Some records
- - - - - - -

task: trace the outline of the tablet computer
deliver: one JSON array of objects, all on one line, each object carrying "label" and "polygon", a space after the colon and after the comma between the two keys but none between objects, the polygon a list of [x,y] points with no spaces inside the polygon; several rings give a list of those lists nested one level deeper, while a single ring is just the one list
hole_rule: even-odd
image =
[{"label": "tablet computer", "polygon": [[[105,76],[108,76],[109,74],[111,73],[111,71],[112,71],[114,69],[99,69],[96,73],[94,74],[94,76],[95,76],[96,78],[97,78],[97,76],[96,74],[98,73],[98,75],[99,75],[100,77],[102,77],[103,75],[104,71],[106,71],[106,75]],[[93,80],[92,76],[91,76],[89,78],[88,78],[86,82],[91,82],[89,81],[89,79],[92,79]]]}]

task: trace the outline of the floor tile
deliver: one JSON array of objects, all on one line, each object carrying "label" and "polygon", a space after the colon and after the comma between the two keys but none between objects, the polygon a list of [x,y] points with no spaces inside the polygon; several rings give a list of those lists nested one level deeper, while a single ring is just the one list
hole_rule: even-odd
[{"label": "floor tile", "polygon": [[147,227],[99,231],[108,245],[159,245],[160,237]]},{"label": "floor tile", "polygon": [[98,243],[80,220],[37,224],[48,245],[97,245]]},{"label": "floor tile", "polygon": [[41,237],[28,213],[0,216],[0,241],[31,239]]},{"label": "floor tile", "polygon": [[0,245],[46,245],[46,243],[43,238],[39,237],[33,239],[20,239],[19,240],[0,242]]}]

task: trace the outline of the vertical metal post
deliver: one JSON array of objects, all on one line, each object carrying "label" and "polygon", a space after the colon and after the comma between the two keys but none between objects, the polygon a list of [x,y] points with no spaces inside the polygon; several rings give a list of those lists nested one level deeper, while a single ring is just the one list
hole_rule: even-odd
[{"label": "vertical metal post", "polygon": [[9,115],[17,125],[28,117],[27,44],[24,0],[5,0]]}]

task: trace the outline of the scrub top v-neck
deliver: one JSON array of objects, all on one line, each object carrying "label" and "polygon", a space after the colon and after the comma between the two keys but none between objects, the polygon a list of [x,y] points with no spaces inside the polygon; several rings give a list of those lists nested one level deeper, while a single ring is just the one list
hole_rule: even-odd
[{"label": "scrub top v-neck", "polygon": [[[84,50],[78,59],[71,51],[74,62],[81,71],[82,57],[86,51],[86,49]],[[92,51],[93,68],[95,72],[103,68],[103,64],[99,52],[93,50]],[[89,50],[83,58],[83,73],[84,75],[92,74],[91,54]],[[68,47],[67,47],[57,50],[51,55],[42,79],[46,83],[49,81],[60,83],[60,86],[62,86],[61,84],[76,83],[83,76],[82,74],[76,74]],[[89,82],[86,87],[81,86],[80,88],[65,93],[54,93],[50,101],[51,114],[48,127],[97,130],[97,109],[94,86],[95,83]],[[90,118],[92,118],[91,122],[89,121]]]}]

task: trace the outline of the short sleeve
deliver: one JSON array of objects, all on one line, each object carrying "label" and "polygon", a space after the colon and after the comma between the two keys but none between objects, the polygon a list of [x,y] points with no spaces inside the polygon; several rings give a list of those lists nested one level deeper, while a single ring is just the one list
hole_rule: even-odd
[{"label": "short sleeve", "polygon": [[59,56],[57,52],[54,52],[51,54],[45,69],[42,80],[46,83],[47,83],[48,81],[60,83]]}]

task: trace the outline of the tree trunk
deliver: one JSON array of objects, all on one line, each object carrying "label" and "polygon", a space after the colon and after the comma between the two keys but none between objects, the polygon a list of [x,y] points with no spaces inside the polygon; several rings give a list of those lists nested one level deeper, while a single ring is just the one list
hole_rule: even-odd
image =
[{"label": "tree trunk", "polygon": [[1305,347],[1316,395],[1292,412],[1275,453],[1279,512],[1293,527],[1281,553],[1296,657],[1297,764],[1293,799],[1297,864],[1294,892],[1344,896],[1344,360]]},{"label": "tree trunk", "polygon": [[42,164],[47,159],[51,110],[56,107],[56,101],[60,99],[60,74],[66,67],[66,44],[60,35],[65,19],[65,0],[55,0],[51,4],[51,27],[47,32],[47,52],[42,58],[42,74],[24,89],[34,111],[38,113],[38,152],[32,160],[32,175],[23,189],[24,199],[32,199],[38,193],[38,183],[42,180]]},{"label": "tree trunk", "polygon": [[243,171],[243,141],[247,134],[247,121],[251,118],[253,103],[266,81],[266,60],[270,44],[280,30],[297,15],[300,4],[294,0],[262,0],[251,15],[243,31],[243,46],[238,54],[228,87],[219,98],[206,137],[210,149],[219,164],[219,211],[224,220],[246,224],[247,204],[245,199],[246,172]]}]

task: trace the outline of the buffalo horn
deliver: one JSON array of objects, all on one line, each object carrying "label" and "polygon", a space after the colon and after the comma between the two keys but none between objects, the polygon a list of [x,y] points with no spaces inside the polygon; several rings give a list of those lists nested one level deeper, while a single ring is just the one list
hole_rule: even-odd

- - - - - - -

* **Given exercise**
Put the part of the rows that opens with the line containing "task: trace the outline of the buffalo horn" and continues through the end of the rows into a JSON list of strings, one string per line, leaving out blank lines.

* **Answer for the task**
[
  "task: trace the outline of the buffalo horn",
  "deliver: one JSON array of objects, all on one line, each object carrying \"label\" and \"polygon\", a space after the colon and after the comma between the two keys but none between objects, the polygon a list of [x,y] points with no spaces inside the polygon; several rings give a list of those lists nested one level deeper, while a single ring is just the one list",
  "hole_rule: even-odd"
]